Extracted text:
=====
The second passage was taken from the defense of the Gospel by Peter on the Day of Pentecost in Acts:
Acts 2:24 But God raised Him up again, putting an end to the agony of death (hades), since it was impossible for Him to be held in its power. ….27 Because You will not abandon my soul to Hades, Nor allow Your Holy One to undergo decay…”
The third passage was found in a letter of Paul to the Ephesian church where he wrote about the work of Jesus in what appeared to be His death and burial.
Ephesians 4:7 But to each one of us grace was given according to the measure of Christ’s gift. 8 Therefore it says, “When He ascended on high, He led captive a host of captives, And He gave gifts to men.” 9 (Now this expression, “He ascended,” what does it mean except that He also had descended into the lower parts of the earth? 10 He who descended is Himself also He who ascended far above all the heavens, so that He might fill all things.)
Add these passages to the one we have been reading in 1 Peter 3, and the explanation sounds like this:
“Followers of the God of Abraham who died under the Atonement Law (that is before Jesus paid for sin “once for all” at the Cross, went to “Abraham’s Bosom”, while unbelievers went to Hades and looked across a fixed gulf, watching those who awaited redemption. When Jesus died, His body lay in the tomb, but His soul swooped into Abraham’s Bosom and released all the “captive souls” by the good news that sin’s payment was now complete. If that scenario was true, then Peter’s words meant that Jesus released them from a God-ordained captivity and waiting place.” The only problem with that explanation is that it is completely false. A close inspection of each of the supporting passages breaks apart the ideas. Let’s take apart the evidence more carefully.
The case of the parable of Jesus should be examined.
=====
Exercise aim:
Write the next part of the Bible commentary on Acts 2, Ephesians 4 and 1 Peter 3, beginning after its final sentence about examining the parable of Jesus.

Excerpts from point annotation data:
=====
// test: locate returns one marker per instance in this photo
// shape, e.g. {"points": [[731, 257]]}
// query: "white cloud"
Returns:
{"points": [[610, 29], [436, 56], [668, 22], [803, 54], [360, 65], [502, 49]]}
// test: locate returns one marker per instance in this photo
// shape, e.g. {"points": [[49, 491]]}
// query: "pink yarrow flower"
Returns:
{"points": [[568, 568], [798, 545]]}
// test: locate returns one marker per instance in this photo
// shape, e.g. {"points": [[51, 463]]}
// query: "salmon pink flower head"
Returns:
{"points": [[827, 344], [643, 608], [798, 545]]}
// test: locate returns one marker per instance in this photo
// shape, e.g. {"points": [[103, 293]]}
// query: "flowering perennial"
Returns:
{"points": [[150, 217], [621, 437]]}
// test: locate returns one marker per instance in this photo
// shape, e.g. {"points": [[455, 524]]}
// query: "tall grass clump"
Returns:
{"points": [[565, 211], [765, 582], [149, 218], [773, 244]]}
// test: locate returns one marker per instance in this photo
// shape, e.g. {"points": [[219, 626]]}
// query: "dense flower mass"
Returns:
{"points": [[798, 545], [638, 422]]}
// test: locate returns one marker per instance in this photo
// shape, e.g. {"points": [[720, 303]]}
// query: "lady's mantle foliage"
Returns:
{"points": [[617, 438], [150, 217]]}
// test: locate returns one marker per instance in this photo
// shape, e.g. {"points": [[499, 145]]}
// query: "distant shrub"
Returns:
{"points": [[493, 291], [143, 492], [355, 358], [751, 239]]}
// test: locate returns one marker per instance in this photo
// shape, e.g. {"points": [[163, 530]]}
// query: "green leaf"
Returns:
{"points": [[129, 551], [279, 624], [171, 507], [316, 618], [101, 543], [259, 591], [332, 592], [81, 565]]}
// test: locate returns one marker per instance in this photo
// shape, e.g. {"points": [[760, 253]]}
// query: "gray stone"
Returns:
=====
Response to this exercise:
As we look more closely at the story, we should understand the parable of the rich man and Lazarus is no less a parable because a name is mentioned. In the genre of the day, using names was an option in offering a parable. The notion that because Lazarus was named the story was historical is totally without historical merit.
Note the parable before this one of the unjust steward. If one used the details of that parable to highlight truth, instead of keeping the main point as the focus, we could teach that conniving and cheating was commended by Jesus. Clearly the best understanding of a parable comes by “keeping the main thing as the main thing!” The point of Jesus’ parable wasn’t to show what the afterlife was like (that was a mere detail), but to teach that those who will not heed the Scriptures will not heed one coming back from the dead to tell them the truth. Therefore, Limbo was not a purposed part of the teaching from the passage at all, but part of an illustration in a parable that had an entirely different point. It can be ascribed little more meaning than naming the Prodigal Son or trying to find the “place” where the Good Samaritan took the man beaten by thieves. It was a story with a point – and the point is all that mattered.
Peter’s preaching in Acts 2 didn’t indicate a Limbo at all.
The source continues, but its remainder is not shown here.